• Exercise aim
The records below are to be set down word for word, with every picture left out.

• Records for the task
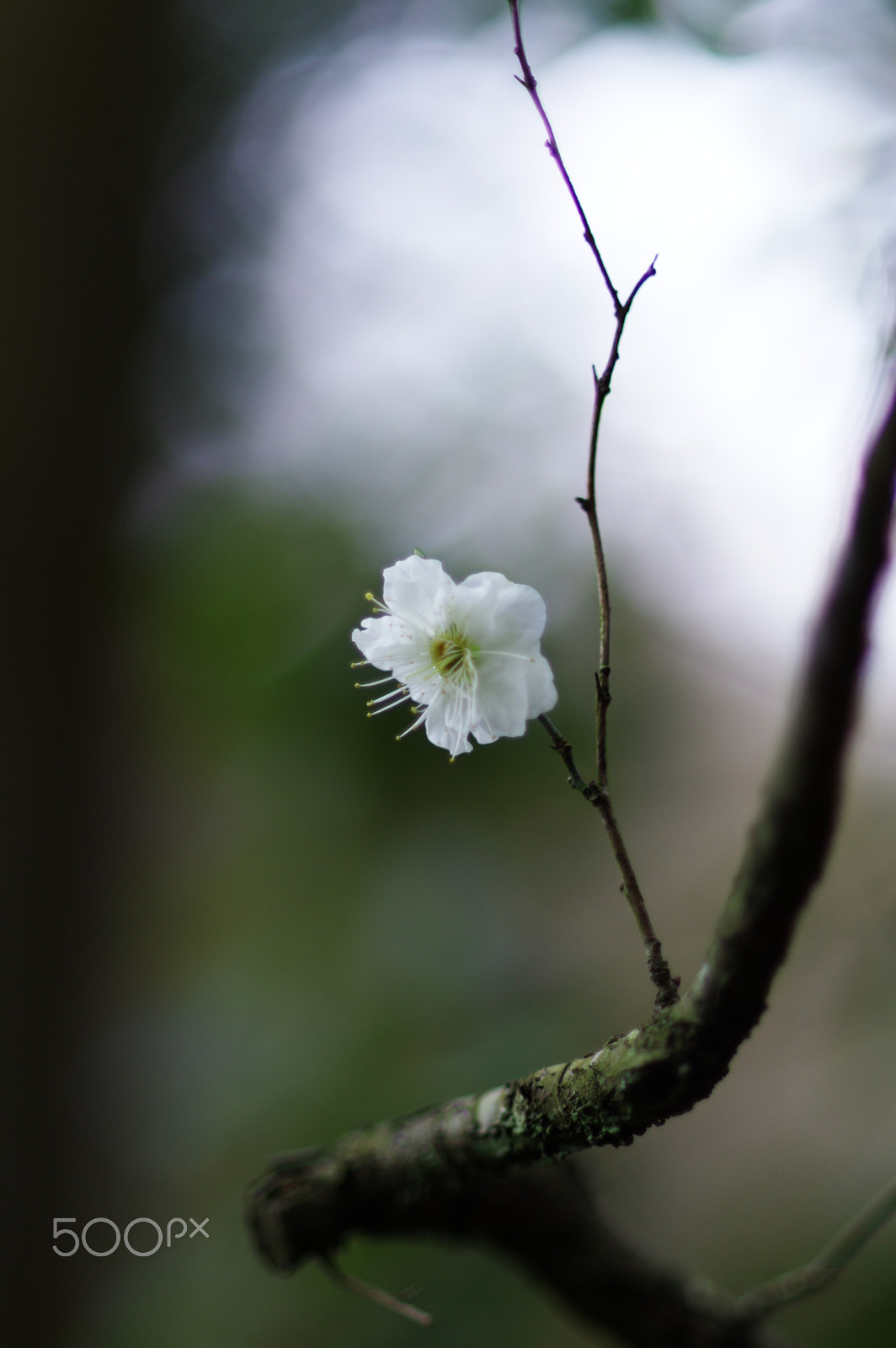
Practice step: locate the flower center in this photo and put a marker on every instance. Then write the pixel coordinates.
(451, 653)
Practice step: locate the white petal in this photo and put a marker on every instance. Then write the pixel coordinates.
(502, 698)
(539, 685)
(417, 590)
(442, 728)
(499, 613)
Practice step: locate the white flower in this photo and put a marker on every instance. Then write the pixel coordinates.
(465, 655)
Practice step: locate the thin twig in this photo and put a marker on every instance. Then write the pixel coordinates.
(826, 1267)
(599, 797)
(531, 88)
(375, 1294)
(599, 792)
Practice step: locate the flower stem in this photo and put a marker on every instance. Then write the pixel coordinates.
(599, 797)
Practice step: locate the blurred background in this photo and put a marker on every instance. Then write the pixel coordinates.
(291, 289)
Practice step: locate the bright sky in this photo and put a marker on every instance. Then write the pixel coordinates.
(430, 312)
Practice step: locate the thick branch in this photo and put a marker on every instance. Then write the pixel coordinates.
(546, 1219)
(410, 1174)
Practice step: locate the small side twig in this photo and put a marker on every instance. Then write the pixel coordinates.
(370, 1293)
(599, 797)
(826, 1267)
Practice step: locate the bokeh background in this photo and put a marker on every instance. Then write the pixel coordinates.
(291, 290)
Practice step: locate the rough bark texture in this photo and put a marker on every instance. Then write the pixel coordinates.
(455, 1169)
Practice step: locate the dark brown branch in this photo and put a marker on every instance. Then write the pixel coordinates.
(599, 792)
(547, 1220)
(531, 88)
(410, 1174)
(657, 966)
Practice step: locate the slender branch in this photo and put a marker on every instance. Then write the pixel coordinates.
(599, 797)
(428, 1172)
(599, 792)
(370, 1293)
(531, 88)
(826, 1267)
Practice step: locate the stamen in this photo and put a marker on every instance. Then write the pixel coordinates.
(386, 698)
(415, 725)
(391, 705)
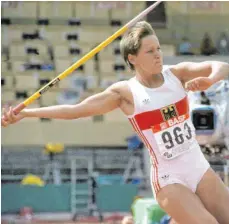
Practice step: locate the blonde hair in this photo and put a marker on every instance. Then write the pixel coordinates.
(131, 41)
(127, 220)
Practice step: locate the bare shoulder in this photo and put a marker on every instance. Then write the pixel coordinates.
(123, 90)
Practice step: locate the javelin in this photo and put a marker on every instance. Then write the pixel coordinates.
(77, 64)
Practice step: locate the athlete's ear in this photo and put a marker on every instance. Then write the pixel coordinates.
(132, 59)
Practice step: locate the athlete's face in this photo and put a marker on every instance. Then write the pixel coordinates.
(149, 58)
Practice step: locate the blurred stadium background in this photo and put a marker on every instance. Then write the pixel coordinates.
(94, 166)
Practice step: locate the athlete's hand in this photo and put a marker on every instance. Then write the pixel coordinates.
(198, 84)
(9, 117)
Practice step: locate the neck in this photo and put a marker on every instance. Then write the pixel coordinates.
(150, 80)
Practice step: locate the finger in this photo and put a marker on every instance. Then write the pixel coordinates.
(6, 118)
(4, 123)
(11, 114)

• Task result
Practice step: locate the flower center in this photo and put a marker on every instance. Then write the pixel coordinates.
(451, 653)
Practice step: locate the white petal in this photo and put a marker on every instance. Then write the pixel coordinates.
(502, 698)
(539, 685)
(417, 590)
(442, 728)
(499, 613)
Practice step: locate the white flower in this photo and put a marker on every instance. Then write the pixel coordinates.
(465, 655)
Practice step: locate the thin twig in this photo and put a marker on every instance. Then write the pixel coordinates.
(826, 1267)
(599, 797)
(531, 88)
(375, 1294)
(599, 792)
Practice step: locate the flower stem in this photo and put a marker on every instance. Then write the pixel coordinates.
(599, 797)
Practice step: locate the blurred background in this photo and put a marker on every instance. Then write the pixel coordinates.
(291, 289)
Practice step: locate the bright sky in this photo and put a marker on every instance. Then write the pixel coordinates.
(430, 312)
Practice step: locate the thick branch in this photo and put a marker on every instance. Then write the pixel coordinates.
(546, 1219)
(410, 1174)
Practice step: locate the small side twig in this photo and put a marker on every instance. Then write the pixel coordinates.
(370, 1293)
(599, 797)
(826, 1267)
Practice step: locate the bokeh background in this photo and put a marker on every instance. Then write the pixel coordinates.
(291, 290)
Practice step: locate the rough bark texture in this photo and put a marker on every instance. Then write the pixel coordinates.
(455, 1169)
Practice step: locate the dark brown branch in this photo and put a marker on every instance. Then write the pixel coordinates.
(599, 792)
(547, 1220)
(531, 88)
(410, 1174)
(657, 966)
Practice step: locate the slender branch in this photo and put a marker on every instance. Then write the pixel coordinates.
(599, 797)
(428, 1172)
(599, 792)
(370, 1293)
(531, 88)
(826, 1267)
Practice step: locate the stamen in this photo and put a marker on every instance. Then write the pixel coordinates.
(386, 698)
(415, 725)
(391, 705)
Practice step: locate the blonde hair in this photo and put a marker on every instance. Then write the pixel coordinates.
(131, 41)
(127, 220)
Practice step: locate the bare shoulder in this photo and put a marker on every instance. Then write the pixel coordinates.
(123, 90)
Practice step: locate the javelin in this photo and put a marker on every instance. Then write the pixel coordinates.
(77, 64)
Practice step: locate the athlete's ear in this photo and put a marker on every instance. Then write the pixel coordinates.
(132, 59)
Practice step: locate the athlete's face in this photo and put a marker on every instance. Then write the pixel coordinates.
(149, 58)
Practice step: locate the blurred stadium background in this photo and put a marker on every instance. Then write the pixel coordinates.
(94, 166)
Practice step: locate the athlete's hand in this photo and put a marker on every instance. Then write the pixel coordinates.
(198, 84)
(9, 117)
Practice step: locate the neck in this photo and put a marker on every instance. Then write the pixel coordinates.
(150, 80)
Practice step: locate the finger in this photo and put a marker on every instance. Then write the pixel coordinates.
(6, 118)
(4, 123)
(11, 114)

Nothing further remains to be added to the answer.